• PROBLEM TO WORK ON:
Extract all data as written.

── RAW DATA ──

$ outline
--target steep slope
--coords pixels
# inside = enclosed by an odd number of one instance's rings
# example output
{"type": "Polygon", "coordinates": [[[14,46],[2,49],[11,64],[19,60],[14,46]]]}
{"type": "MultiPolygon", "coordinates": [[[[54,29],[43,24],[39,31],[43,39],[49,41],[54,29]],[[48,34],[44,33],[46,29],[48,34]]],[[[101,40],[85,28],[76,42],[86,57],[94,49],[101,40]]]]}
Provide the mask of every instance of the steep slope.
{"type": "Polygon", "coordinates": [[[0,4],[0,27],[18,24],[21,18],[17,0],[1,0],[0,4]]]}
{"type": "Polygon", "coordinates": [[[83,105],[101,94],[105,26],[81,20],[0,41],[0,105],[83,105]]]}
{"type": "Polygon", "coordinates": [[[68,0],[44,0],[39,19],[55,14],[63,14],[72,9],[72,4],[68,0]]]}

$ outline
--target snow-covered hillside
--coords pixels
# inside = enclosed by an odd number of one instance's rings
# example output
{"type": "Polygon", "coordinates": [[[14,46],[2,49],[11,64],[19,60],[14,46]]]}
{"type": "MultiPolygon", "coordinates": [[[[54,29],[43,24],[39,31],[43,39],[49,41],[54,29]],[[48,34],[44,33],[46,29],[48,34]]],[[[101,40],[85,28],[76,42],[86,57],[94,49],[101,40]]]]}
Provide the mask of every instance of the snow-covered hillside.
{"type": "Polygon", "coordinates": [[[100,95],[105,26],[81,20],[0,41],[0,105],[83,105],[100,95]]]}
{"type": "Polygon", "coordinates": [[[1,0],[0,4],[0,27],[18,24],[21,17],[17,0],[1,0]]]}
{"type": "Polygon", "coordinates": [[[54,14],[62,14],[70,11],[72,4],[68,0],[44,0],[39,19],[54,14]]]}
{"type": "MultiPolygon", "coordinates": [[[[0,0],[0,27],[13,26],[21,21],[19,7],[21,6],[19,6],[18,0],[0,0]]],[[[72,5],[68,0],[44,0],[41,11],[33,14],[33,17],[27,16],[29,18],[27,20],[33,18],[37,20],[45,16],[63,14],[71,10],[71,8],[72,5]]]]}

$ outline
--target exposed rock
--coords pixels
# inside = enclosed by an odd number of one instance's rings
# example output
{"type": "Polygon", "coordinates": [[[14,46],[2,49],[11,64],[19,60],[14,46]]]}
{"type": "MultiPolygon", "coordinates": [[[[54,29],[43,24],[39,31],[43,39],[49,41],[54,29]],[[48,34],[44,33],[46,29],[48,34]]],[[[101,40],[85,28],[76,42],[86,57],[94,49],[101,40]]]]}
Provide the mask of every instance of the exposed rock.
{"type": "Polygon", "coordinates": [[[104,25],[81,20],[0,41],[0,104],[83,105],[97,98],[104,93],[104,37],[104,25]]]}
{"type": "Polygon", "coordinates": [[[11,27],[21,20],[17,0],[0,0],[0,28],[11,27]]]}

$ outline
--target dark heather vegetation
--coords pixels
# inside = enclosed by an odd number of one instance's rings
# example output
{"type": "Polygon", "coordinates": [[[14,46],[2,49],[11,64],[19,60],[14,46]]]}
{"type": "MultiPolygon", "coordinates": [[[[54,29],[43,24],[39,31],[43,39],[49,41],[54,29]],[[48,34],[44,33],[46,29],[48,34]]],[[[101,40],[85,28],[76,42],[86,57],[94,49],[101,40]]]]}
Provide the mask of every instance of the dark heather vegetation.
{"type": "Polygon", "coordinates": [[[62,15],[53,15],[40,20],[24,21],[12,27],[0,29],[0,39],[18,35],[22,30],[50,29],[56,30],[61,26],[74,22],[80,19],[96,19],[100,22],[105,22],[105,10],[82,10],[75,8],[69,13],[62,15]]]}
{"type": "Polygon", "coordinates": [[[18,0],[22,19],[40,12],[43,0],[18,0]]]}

───

• EXERCISE SOLUTION:
$ outline
--target steep slope
--coords pixels
# inside = enclosed by an odd number of one instance's rings
# example output
{"type": "Polygon", "coordinates": [[[14,46],[2,49],[11,64],[19,60],[14,46]]]}
{"type": "MultiPolygon", "coordinates": [[[[54,29],[43,24],[39,31],[43,39],[49,41],[54,29]],[[48,34],[44,33],[46,29],[48,34]]],[[[101,40],[85,28],[76,42],[86,57],[94,49],[101,40]]]]}
Provide the mask of every instance of the steep slope.
{"type": "Polygon", "coordinates": [[[0,4],[0,27],[18,24],[21,18],[17,0],[1,0],[0,4]]]}
{"type": "Polygon", "coordinates": [[[83,105],[101,94],[105,26],[81,20],[0,41],[0,105],[83,105]]]}
{"type": "Polygon", "coordinates": [[[68,0],[44,0],[39,19],[55,14],[63,14],[72,9],[72,4],[68,0]]]}

$ outline
--target snow-covered hillside
--coords pixels
# inside = enclosed by an odd number of one instance's rings
# example output
{"type": "Polygon", "coordinates": [[[14,46],[2,49],[11,64],[19,60],[14,46]]]}
{"type": "MultiPolygon", "coordinates": [[[[54,29],[43,24],[39,31],[43,39],[49,41],[54,29]],[[48,34],[44,33],[46,29],[48,34]]],[[[101,40],[85,28],[76,42],[86,57],[94,49],[101,40]]]]}
Provide the mask of every instance of the snow-covered hillside.
{"type": "Polygon", "coordinates": [[[100,95],[105,26],[81,20],[0,41],[0,105],[83,105],[100,95]]]}
{"type": "Polygon", "coordinates": [[[1,0],[0,4],[0,27],[18,24],[21,17],[17,0],[1,0]]]}
{"type": "Polygon", "coordinates": [[[54,14],[62,14],[70,11],[72,4],[68,0],[44,0],[39,19],[54,14]]]}
{"type": "MultiPolygon", "coordinates": [[[[0,0],[0,27],[13,26],[21,21],[19,7],[21,6],[19,6],[18,0],[0,0]]],[[[72,5],[68,0],[44,0],[41,11],[33,14],[33,17],[27,16],[29,18],[27,20],[33,18],[37,20],[45,16],[63,14],[71,10],[71,8],[72,5]]]]}

$ outline
--target exposed rock
--coords pixels
# inside = enclosed by an odd number of one instance's rings
# example output
{"type": "Polygon", "coordinates": [[[14,46],[2,49],[11,64],[19,60],[14,46]]]}
{"type": "MultiPolygon", "coordinates": [[[[54,29],[43,24],[39,31],[43,39],[49,41],[54,29]],[[48,34],[44,33],[46,29],[48,34]]],[[[101,40],[85,28],[76,42],[86,57],[94,49],[101,40]]]]}
Provide the mask of every instance of the exposed rock.
{"type": "Polygon", "coordinates": [[[104,25],[81,20],[0,41],[0,104],[83,105],[97,98],[104,93],[104,37],[104,25]]]}
{"type": "Polygon", "coordinates": [[[11,27],[21,20],[17,0],[0,0],[0,28],[11,27]]]}

$ outline
--target dark heather vegetation
--coords pixels
# inside = enclosed by an odd number of one instance's rings
# example output
{"type": "Polygon", "coordinates": [[[14,46],[2,49],[11,64],[19,60],[14,46]]]}
{"type": "MultiPolygon", "coordinates": [[[[54,29],[43,24],[39,31],[43,39],[49,41],[54,29]],[[48,34],[44,33],[46,29],[48,34]]],[[[101,40],[85,28],[76,42],[86,57],[94,49],[101,40]]]]}
Provide the mask of every instance of the dark heather vegetation.
{"type": "Polygon", "coordinates": [[[62,15],[53,15],[40,20],[24,21],[12,27],[0,29],[0,39],[18,35],[22,30],[50,29],[56,30],[61,26],[74,22],[80,19],[96,19],[100,22],[105,22],[105,10],[82,10],[75,8],[69,13],[62,15]]]}
{"type": "Polygon", "coordinates": [[[18,0],[22,19],[40,12],[43,0],[18,0]]]}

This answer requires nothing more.